- [What you should do]:
Can you quote every line of the records below verbatim?

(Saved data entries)
━━━

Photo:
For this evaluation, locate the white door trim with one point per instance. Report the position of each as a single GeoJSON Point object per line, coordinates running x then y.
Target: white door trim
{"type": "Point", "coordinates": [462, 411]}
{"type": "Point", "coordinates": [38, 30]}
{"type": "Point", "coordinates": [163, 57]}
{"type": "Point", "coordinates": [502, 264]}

━━━

- [Worked answer]:
Photo:
For this evaluation, locate the white door trim with one point per instance. Report the position of each as a single GeoJSON Point object per line, coordinates running x then y.
Target: white door trim
{"type": "Point", "coordinates": [462, 411]}
{"type": "Point", "coordinates": [38, 30]}
{"type": "Point", "coordinates": [163, 57]}
{"type": "Point", "coordinates": [502, 264]}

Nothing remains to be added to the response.